OBJECTIVES -
(a) Please transcribe the essay on the returning bomber paradox in full, with every word unchanged.
(b) Render the listing as a numbered list, starting at the line with "find tile grout" and running to the final line of the listing, both included. Leave out blank lines and anything outside that stretch.

- Leandro Herrero - https://leandroherrero.com -

The Returning Bomber Paradox: a case of reframing the problem. More on Critical Thinking.

In WWII there was a curious episode of an injection of critical thinking, not entirely well publicised. Big bomber airplanes in the Allied camp were shot down more and more, and the lucky ones that returned to base did so with multiple bullet holes, all over the place in the fuselage.

It was obvious to people that this was a sign that the fuselage needed to be stronger, with more armour and protection. But heavier plates would not necessary help the performance of the airplane.

A Jewish mathematician who had fled from Hungary, Abraham Wald [1], was asked to look into the problem. I don’t know exactly why him. But the first thing he did was to sketch the distribution of the bullet holes in the returning planes. Doing so many times, he saw a pattern: the areas with more holes were wings, tail and the nose of the aircrafts, whilst others such as the cockpit and a section of the back were not. The answer was simple: these areas with the holes were the weak areas of the fuselage, the ones that needed the extra plates, the reinforcement, the thicker armour.

Really?

SOURCE DATA -
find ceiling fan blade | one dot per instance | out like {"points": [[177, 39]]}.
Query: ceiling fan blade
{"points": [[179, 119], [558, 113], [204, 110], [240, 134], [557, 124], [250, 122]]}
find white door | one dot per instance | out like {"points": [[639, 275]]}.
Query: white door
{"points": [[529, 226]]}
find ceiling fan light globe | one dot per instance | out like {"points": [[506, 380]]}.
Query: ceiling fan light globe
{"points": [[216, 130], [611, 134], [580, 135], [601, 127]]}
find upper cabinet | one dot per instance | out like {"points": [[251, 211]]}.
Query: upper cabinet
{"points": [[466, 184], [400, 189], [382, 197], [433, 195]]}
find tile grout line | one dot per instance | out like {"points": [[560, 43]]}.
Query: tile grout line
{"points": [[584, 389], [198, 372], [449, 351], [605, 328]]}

TASK-BY-TASK SOLUTIONS -
(a)
- Leandro Herrero - https://leandroherrero.com -

The Returning Bomber Paradox: a case of reframing the problem. More on Critical Thinking.

In WWII there was a curious episode of an injection of critical thinking, not entirely well publicised. Big bomber airplanes in the Allied camp were shot down more and more, and the lucky ones that returned to base did so with multiple bullet holes, all over the place in the fuselage.

It was obvious to people that this was a sign that the fuselage needed to be stronger, with more armour and protection. But heavier plates would not necessary help the performance of the airplane.

A Jewish mathematician who had fled from Hungary, Abraham Wald [1], was asked to look into the problem. I don’t know exactly why him. But the first thing he did was to sketch the distribution of the bullet holes in the returning planes. Doing so many times, he saw a pattern: the areas with more holes were wings, tail and the nose of the aircrafts, whilst others such as the cockpit and a section of the back were not. The answer was simple: these areas with the holes were the weak areas of the fuselage, the ones that needed the extra plates, the reinforcement, the thicker armour.

Really?

(b)
1. find tile grout line | one dot per instance | out like {"points": [[560, 43]]}.
2. Query: tile grout line
3. {"points": [[584, 389], [198, 372], [449, 351], [605, 328]]}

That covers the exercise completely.